◆ **Task statement**: Reproduce everything from the line containing "For the scoring pass, find every instance of the sidewalk" down to the line containing "[[597, 453], [598, 480]]", both ends included, with the requests left as they are. Multiply every coordinate in the answers by 0.8 and round each result to a whole number, with halves rounding up.

◆ **Exercise inputs**:
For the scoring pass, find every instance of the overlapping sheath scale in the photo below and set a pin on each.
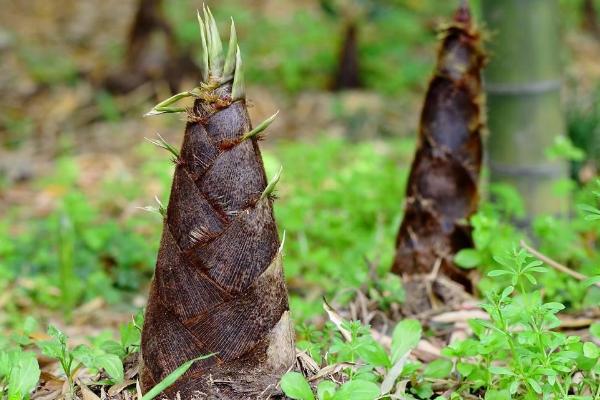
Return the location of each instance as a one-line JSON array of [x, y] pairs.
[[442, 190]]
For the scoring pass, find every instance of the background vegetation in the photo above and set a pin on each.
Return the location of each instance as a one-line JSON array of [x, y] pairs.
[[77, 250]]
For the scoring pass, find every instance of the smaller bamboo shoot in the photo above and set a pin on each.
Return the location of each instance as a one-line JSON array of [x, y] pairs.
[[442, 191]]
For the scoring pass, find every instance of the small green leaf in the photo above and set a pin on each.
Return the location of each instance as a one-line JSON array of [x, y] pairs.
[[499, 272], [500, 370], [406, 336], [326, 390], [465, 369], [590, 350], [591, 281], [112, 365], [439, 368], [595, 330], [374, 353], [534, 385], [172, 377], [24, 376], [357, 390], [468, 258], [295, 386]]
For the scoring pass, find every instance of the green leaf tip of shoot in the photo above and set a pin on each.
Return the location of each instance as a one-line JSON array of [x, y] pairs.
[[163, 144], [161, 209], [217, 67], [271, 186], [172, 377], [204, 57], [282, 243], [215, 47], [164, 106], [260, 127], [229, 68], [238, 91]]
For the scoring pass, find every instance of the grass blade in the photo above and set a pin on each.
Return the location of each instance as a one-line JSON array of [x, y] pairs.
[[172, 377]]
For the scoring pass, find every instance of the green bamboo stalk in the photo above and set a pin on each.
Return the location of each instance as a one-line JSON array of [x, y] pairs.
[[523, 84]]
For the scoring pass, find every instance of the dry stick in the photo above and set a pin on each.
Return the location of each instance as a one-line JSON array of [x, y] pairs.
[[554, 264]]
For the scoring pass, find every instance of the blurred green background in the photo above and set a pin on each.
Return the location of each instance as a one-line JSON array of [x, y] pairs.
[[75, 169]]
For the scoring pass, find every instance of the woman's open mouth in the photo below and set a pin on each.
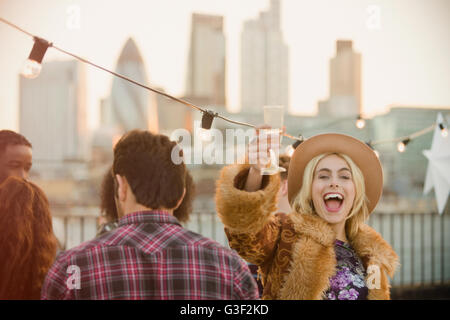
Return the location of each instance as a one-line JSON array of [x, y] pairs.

---

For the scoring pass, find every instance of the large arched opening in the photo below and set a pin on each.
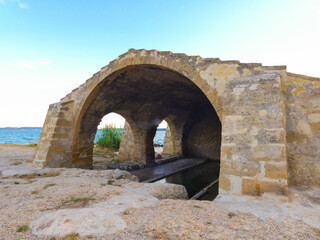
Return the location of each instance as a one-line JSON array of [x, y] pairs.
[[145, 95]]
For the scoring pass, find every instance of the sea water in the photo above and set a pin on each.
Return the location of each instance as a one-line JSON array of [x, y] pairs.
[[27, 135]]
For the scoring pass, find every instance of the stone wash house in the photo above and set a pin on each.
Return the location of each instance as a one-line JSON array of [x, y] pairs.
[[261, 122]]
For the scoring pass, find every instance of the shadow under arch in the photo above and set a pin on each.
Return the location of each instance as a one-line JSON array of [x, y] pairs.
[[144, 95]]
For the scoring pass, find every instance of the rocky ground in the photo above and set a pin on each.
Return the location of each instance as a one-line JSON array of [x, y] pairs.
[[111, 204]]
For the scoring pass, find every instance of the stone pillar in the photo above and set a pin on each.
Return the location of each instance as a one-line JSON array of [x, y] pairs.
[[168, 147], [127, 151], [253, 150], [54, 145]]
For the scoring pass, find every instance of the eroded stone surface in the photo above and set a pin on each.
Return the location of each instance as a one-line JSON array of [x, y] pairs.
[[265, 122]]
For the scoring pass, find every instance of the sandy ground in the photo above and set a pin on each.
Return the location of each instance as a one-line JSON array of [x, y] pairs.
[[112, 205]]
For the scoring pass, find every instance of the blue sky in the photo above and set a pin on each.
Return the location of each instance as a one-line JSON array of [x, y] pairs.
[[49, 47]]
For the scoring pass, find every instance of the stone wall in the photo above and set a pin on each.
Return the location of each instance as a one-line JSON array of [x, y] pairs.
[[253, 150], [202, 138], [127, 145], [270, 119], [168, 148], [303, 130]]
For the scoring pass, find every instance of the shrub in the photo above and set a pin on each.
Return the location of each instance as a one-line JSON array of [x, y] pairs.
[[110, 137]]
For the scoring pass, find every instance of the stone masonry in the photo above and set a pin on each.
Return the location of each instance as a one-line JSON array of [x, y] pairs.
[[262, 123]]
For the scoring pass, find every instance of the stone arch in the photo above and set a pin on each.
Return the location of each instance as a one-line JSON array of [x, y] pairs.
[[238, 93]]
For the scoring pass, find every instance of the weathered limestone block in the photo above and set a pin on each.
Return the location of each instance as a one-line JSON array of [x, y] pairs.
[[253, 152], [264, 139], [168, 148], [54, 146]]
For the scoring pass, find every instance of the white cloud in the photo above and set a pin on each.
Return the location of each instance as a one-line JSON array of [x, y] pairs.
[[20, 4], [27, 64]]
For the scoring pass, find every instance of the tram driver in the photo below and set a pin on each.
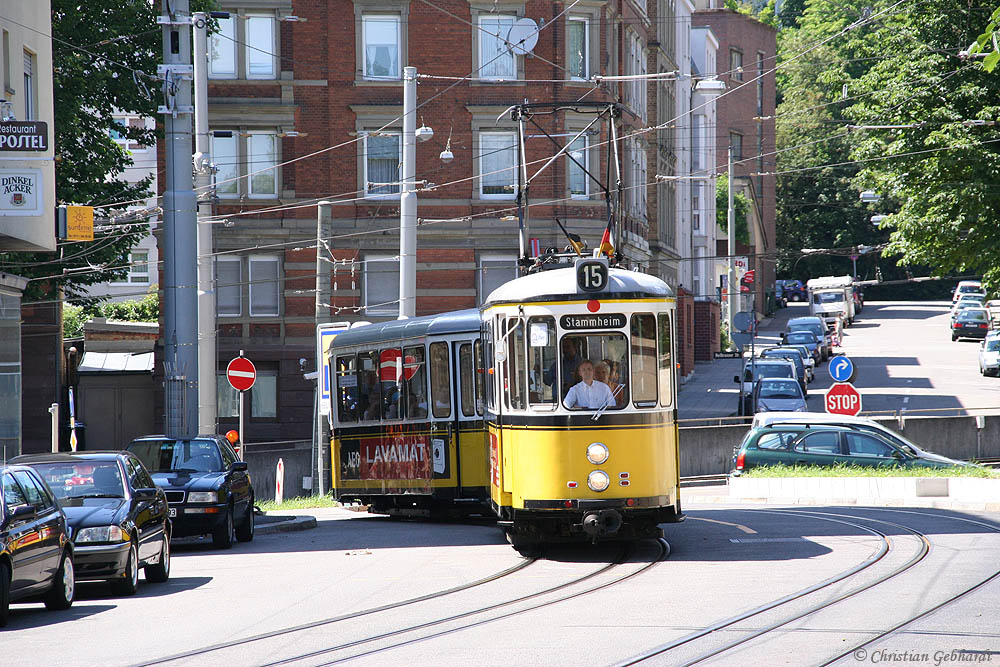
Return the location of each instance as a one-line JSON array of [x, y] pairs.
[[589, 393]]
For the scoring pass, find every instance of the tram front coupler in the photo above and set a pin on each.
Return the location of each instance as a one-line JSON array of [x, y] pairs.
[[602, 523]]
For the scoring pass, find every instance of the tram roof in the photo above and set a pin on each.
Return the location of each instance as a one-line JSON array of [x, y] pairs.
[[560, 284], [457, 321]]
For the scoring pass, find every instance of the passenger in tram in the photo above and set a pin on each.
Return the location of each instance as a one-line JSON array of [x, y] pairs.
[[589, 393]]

==

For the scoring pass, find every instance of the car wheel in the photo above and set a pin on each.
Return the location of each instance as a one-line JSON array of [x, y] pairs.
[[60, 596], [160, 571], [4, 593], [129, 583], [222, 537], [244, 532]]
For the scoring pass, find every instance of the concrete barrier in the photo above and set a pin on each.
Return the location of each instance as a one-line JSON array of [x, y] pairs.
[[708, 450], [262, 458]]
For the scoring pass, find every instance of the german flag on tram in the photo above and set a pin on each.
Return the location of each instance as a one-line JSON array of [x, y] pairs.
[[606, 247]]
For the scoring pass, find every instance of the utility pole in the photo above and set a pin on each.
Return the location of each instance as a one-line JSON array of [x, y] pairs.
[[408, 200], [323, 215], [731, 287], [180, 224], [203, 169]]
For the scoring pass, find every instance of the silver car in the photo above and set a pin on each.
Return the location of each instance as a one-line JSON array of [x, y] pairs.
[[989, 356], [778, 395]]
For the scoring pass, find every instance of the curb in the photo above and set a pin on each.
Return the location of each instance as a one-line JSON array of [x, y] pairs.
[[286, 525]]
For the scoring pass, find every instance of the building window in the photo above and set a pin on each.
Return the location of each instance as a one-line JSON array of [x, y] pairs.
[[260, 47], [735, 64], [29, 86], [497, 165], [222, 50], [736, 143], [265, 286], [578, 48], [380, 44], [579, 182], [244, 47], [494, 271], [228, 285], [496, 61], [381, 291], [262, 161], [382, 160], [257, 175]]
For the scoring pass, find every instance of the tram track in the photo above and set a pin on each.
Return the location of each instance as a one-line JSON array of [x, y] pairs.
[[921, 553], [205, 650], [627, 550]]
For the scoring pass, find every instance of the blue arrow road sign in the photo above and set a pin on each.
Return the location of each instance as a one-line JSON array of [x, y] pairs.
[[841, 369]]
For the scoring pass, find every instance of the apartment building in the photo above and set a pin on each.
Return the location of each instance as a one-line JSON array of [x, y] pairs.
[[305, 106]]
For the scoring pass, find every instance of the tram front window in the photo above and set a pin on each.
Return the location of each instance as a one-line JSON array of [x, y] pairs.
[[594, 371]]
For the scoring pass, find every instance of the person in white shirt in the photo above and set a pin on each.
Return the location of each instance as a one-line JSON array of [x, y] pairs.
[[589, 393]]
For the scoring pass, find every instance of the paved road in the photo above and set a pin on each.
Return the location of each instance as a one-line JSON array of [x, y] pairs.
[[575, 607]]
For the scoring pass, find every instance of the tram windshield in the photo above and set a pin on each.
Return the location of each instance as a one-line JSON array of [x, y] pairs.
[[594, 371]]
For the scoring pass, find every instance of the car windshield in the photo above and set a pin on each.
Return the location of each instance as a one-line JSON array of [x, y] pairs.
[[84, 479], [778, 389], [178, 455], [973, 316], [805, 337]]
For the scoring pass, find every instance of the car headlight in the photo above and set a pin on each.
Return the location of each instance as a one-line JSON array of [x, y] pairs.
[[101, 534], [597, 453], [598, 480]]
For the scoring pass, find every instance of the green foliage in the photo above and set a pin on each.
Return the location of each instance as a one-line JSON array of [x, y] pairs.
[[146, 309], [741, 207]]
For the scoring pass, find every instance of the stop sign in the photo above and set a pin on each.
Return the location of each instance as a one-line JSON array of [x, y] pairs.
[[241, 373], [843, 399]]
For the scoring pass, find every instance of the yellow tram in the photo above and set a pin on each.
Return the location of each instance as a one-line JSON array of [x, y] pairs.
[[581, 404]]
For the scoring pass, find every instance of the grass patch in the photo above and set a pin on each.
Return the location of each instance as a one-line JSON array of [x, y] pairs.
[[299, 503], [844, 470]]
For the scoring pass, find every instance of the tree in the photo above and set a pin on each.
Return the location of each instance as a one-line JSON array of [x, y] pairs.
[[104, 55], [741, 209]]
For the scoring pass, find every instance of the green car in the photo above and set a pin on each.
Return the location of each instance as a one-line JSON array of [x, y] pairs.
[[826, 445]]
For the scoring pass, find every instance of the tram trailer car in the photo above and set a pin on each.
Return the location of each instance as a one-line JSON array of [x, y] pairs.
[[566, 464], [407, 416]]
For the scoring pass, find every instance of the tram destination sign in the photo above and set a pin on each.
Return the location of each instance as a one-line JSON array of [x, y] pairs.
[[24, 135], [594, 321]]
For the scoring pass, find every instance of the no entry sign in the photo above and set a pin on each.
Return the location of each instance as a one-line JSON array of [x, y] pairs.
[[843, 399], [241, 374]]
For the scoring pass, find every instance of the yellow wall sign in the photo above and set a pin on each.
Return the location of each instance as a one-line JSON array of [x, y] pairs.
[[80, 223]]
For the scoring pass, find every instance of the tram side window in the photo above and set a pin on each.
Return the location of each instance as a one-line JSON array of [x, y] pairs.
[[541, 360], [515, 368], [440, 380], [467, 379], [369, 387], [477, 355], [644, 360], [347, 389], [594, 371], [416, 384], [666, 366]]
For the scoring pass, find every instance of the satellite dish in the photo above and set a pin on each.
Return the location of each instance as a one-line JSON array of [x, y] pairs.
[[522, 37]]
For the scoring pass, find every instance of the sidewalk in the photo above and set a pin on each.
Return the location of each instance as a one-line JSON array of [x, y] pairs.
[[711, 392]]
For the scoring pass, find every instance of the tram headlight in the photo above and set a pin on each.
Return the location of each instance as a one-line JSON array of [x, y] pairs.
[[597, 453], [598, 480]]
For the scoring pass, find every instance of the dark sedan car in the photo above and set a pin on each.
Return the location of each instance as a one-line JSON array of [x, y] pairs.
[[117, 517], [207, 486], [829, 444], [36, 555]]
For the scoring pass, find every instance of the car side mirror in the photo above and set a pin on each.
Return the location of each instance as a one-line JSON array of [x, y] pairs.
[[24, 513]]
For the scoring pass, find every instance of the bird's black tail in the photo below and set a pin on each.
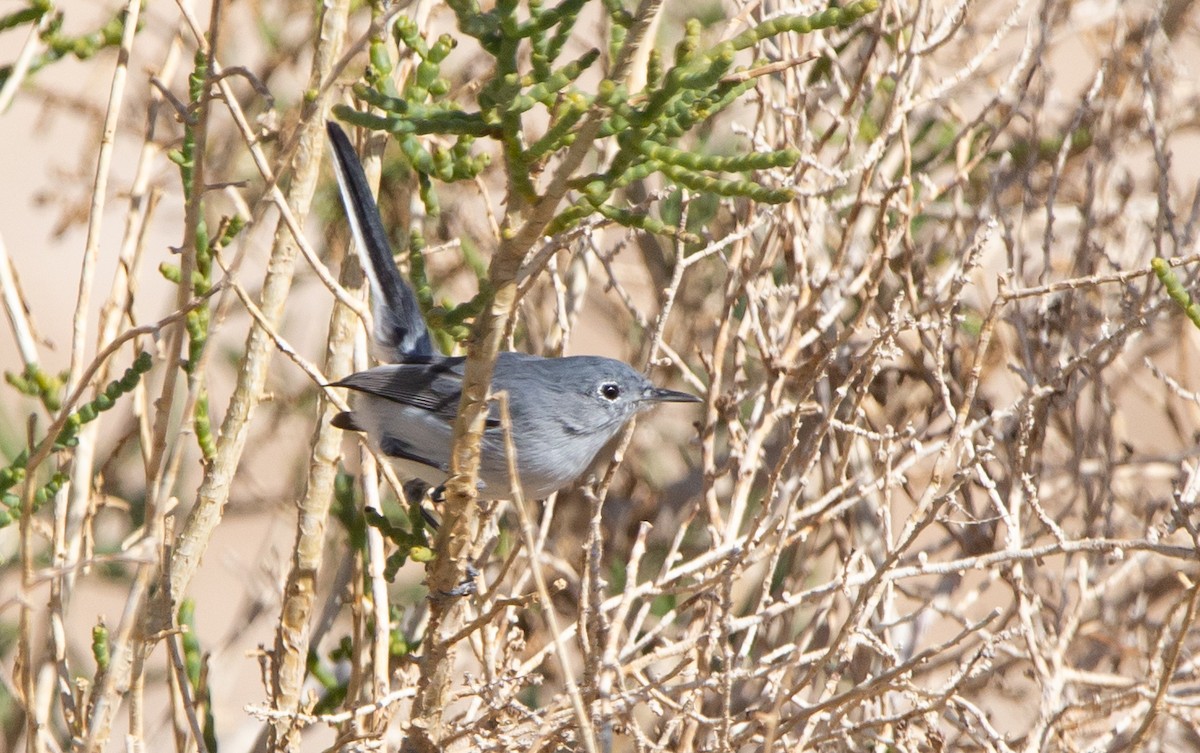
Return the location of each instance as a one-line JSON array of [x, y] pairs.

◆ **Task response**:
For the scoring pass, find every instance of the sidewalk in the photo above and set a pin on each.
Return the location of each instance as a one-line JSON array of [x, y] pairs.
[[569, 314]]
For the scoring pass, find every instance of the tram headlight in the photo above and set a pin on each.
Return the location of each instance as a one-line JSON array of [x, y] pairs.
[[478, 362], [478, 384]]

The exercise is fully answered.